**Excerpted data**:
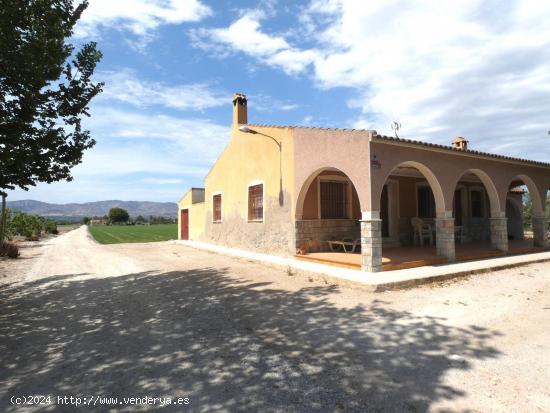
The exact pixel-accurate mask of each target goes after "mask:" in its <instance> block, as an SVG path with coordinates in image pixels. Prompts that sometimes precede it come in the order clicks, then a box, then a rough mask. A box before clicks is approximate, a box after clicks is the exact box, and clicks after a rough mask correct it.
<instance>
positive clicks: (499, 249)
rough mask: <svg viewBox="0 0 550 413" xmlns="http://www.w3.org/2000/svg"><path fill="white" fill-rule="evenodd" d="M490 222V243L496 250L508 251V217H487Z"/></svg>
mask: <svg viewBox="0 0 550 413" xmlns="http://www.w3.org/2000/svg"><path fill="white" fill-rule="evenodd" d="M489 221H490V222H491V245H492V246H493V248H496V249H497V250H500V251H504V252H508V219H507V218H506V217H504V216H503V217H498V218H489Z"/></svg>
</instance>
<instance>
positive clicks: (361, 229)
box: [361, 219, 382, 272]
mask: <svg viewBox="0 0 550 413" xmlns="http://www.w3.org/2000/svg"><path fill="white" fill-rule="evenodd" d="M361 270H362V271H369V272H379V271H382V220H381V219H368V220H362V221H361Z"/></svg>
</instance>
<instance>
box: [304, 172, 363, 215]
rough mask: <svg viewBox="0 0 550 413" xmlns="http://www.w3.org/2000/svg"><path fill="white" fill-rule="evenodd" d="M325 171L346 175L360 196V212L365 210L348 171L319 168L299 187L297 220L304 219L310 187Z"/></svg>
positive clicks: (360, 199)
mask: <svg viewBox="0 0 550 413" xmlns="http://www.w3.org/2000/svg"><path fill="white" fill-rule="evenodd" d="M325 171H334V172H339V173H343V174H344V175H346V177H347V178H348V179H349V180H350V182H351V184H352V185H353V188H354V190H355V191H356V193H357V194H358V198H359V206H360V210H361V211H362V210H363V204H362V200H361V196H360V193H359V188H358V187H357V185H355V182H354V181H353V179H352V178H351V176H350V174H348V173H347V172H346V171H343V170H342V169H339V168H336V167H333V166H324V167H320V168H317V169H316V170H315V171H313V172H312V173H311V174H309V175H308V177H307V178H306V179H305V180H304V182H303V183H302V185H301V186H299V188H300V191H299V193H298V196H297V197H296V208H295V219H297V220H299V219H302V215H303V211H304V202H305V199H306V195H307V192H308V190H309V187H310V186H311V184H312V182H313V181H314V180H315V178H317V177H318V176H319V174H321V173H322V172H325Z"/></svg>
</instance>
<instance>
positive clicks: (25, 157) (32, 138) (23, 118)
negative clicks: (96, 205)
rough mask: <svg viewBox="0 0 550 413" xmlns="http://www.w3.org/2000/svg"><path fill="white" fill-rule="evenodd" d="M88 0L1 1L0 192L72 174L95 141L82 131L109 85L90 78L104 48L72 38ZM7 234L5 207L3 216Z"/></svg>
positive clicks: (0, 231)
mask: <svg viewBox="0 0 550 413" xmlns="http://www.w3.org/2000/svg"><path fill="white" fill-rule="evenodd" d="M87 6H88V2H87V1H86V0H85V1H83V2H82V3H80V4H78V5H77V6H76V7H74V6H73V0H3V1H2V5H1V7H0V195H1V196H2V211H4V210H5V202H6V197H7V193H6V190H12V189H15V188H17V187H19V188H21V189H24V190H28V189H29V187H31V186H35V185H36V183H37V182H48V183H50V182H55V181H60V180H68V181H70V180H72V177H71V168H72V167H74V166H75V165H77V164H79V163H80V162H81V161H82V154H83V152H84V151H85V150H86V149H89V148H91V147H92V146H93V145H94V144H95V141H94V140H93V139H92V138H91V136H90V133H89V131H87V130H83V129H82V126H81V118H82V117H83V116H89V113H88V105H89V103H90V101H91V100H92V99H93V98H94V97H95V96H96V95H97V94H98V93H100V92H101V90H102V87H103V84H102V83H94V82H92V80H91V77H92V75H93V73H94V70H95V67H96V65H97V63H98V62H99V61H100V60H101V57H102V55H101V52H100V51H99V50H98V49H97V46H96V43H94V42H90V43H87V44H85V45H83V46H82V48H81V49H80V50H79V51H78V52H76V53H75V48H74V46H73V45H71V44H68V43H67V42H66V39H67V38H70V37H71V35H72V33H73V28H74V25H75V24H76V22H77V21H78V19H79V18H80V16H81V15H82V12H83V11H84V10H85V9H86V7H87ZM0 223H2V224H3V225H0V241H1V240H3V237H4V228H5V213H4V212H3V215H2V219H0Z"/></svg>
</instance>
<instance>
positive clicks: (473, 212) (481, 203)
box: [470, 190, 483, 218]
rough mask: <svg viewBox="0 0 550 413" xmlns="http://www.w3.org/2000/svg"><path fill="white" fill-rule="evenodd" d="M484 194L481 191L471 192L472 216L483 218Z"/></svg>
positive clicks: (471, 191) (479, 217)
mask: <svg viewBox="0 0 550 413" xmlns="http://www.w3.org/2000/svg"><path fill="white" fill-rule="evenodd" d="M482 195H483V194H482V193H481V191H478V190H474V191H471V192H470V205H471V207H472V218H483V196H482Z"/></svg>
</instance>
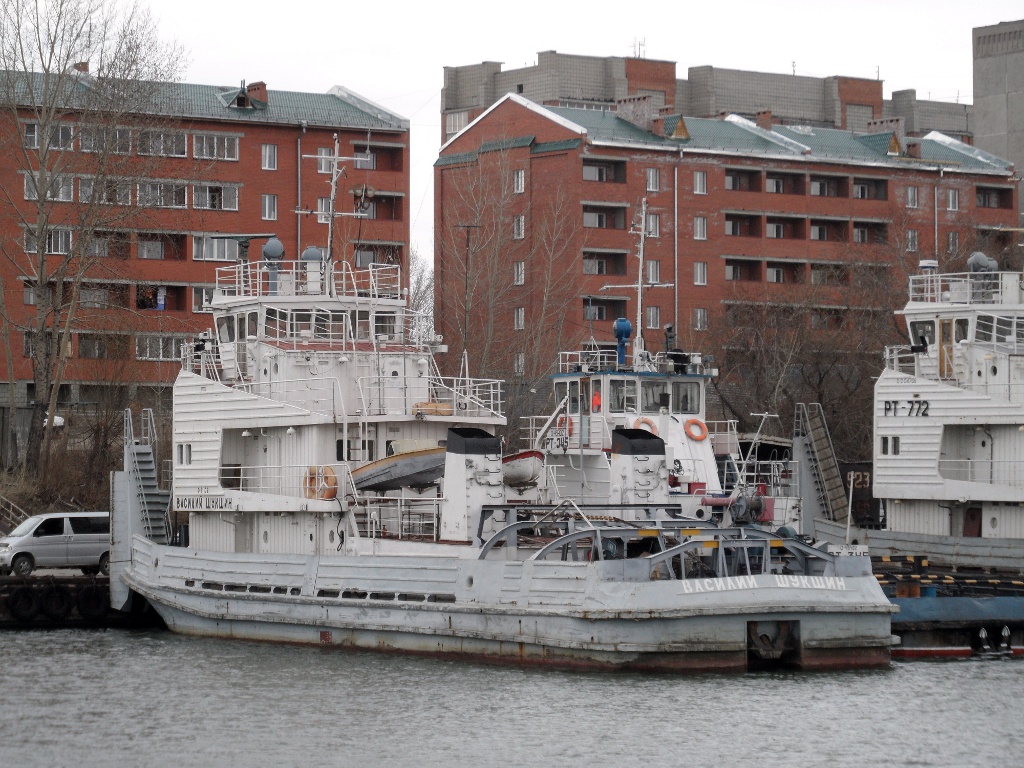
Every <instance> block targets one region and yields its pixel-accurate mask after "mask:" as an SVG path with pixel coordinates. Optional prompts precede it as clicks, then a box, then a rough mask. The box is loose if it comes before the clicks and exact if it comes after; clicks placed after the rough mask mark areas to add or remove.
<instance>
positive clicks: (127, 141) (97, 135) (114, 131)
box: [78, 127, 131, 155]
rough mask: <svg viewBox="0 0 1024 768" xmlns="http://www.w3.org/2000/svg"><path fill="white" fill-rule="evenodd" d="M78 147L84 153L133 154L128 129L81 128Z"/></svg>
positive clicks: (123, 128)
mask: <svg viewBox="0 0 1024 768" xmlns="http://www.w3.org/2000/svg"><path fill="white" fill-rule="evenodd" d="M78 146H79V148H80V150H81V151H82V152H104V151H106V152H109V153H113V154H114V155H127V154H128V153H130V152H131V131H130V130H129V129H127V128H114V129H111V128H96V127H92V128H80V129H79V131H78Z"/></svg>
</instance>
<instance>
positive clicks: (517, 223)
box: [512, 214, 526, 240]
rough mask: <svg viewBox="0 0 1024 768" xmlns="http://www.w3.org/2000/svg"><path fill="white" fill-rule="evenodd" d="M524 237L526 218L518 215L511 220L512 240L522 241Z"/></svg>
mask: <svg viewBox="0 0 1024 768" xmlns="http://www.w3.org/2000/svg"><path fill="white" fill-rule="evenodd" d="M525 237H526V217H525V215H523V214H519V215H518V216H516V217H515V218H514V219H512V239H513V240H522V239H523V238H525Z"/></svg>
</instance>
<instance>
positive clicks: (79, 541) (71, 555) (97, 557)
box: [0, 512, 111, 577]
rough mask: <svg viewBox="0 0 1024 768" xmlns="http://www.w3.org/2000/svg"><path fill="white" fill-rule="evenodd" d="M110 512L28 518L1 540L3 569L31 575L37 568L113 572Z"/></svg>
mask: <svg viewBox="0 0 1024 768" xmlns="http://www.w3.org/2000/svg"><path fill="white" fill-rule="evenodd" d="M110 559H111V513H110V512H51V513H49V514H45V515H36V516H35V517H30V518H29V519H28V520H25V521H24V522H23V523H22V524H20V525H18V526H17V527H16V528H14V529H13V530H12V531H10V534H9V535H8V536H6V537H4V538H3V539H0V572H4V573H7V572H10V573H13V574H14V575H18V577H27V575H29V574H30V573H31V572H32V571H33V570H34V569H35V568H81V569H82V572H83V573H86V574H87V575H91V574H93V573H102V574H103V575H106V574H108V572H109V571H110Z"/></svg>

**Description of the task**:
In the records above, find the line containing "negative clicks: (96, 205)" and the line containing "positive clicks: (127, 141)", then give both of them again word for word along with every line between. Omit any pictures.

**Expected answer**:
negative clicks: (96, 205)
rough mask: <svg viewBox="0 0 550 413" xmlns="http://www.w3.org/2000/svg"><path fill="white" fill-rule="evenodd" d="M88 0L1 1L0 192L72 174L95 141L82 131L109 85L90 78L104 48L72 38ZM7 234L5 207L3 216Z"/></svg>
positive clicks: (0, 231)
mask: <svg viewBox="0 0 550 413" xmlns="http://www.w3.org/2000/svg"><path fill="white" fill-rule="evenodd" d="M87 6H88V2H87V1H86V0H85V1H83V2H82V3H80V4H78V5H77V6H76V7H74V6H73V0H3V1H2V5H1V7H0V195H1V196H2V211H4V210H5V202H6V197H7V193H6V190H12V189H15V188H17V187H19V188H21V189H24V190H28V189H29V187H31V186H35V185H36V183H37V182H48V183H50V182H55V181H60V180H68V181H70V180H72V177H71V168H72V167H74V166H75V165H77V164H79V163H80V162H81V161H82V154H83V152H84V151H85V150H86V149H89V148H91V147H92V146H93V145H94V144H95V141H94V140H93V139H92V138H91V136H90V133H89V131H87V130H83V129H82V126H81V118H82V117H83V116H89V113H88V105H89V103H90V101H91V100H92V99H93V98H94V97H95V96H96V95H97V94H98V93H100V92H101V90H102V87H103V84H102V83H94V82H92V80H91V77H92V75H93V73H94V70H95V67H96V65H97V63H98V62H99V61H100V60H101V57H102V55H101V52H100V51H99V50H98V49H97V46H96V43H94V42H90V43H87V44H85V45H83V46H82V48H81V49H80V50H79V51H78V52H76V53H75V48H74V46H73V45H71V44H68V43H67V42H66V39H67V38H70V37H71V35H72V33H73V28H74V25H75V24H76V22H77V21H78V19H79V18H80V16H81V15H82V12H83V11H84V10H85V9H86V7H87ZM0 223H2V224H3V225H0V241H1V240H3V237H4V228H5V213H4V212H3V215H2V219H0Z"/></svg>
</instance>
<instance>
positive clicks: (473, 212) (481, 203)
box: [470, 190, 483, 218]
rough mask: <svg viewBox="0 0 550 413" xmlns="http://www.w3.org/2000/svg"><path fill="white" fill-rule="evenodd" d="M484 194L481 191L471 192L472 216L483 218Z"/></svg>
positive clicks: (471, 191) (479, 217)
mask: <svg viewBox="0 0 550 413" xmlns="http://www.w3.org/2000/svg"><path fill="white" fill-rule="evenodd" d="M482 195H483V194H482V193H481V191H478V190H474V191H471V192H470V205H471V207H472V218H483V196H482Z"/></svg>
</instance>
Every <instance> block targets one region and yields its pixel-accurate mask after "mask:" as an SVG path with pixel coordinates. Optional prompts precede it as clicks, then a box, then a rough mask. The box is loose if it comes before the clicks and exact if it comes after; clicks placed after the rough mask mark areas to add or remove.
<instance>
positive clicks: (127, 141) (97, 135) (114, 131)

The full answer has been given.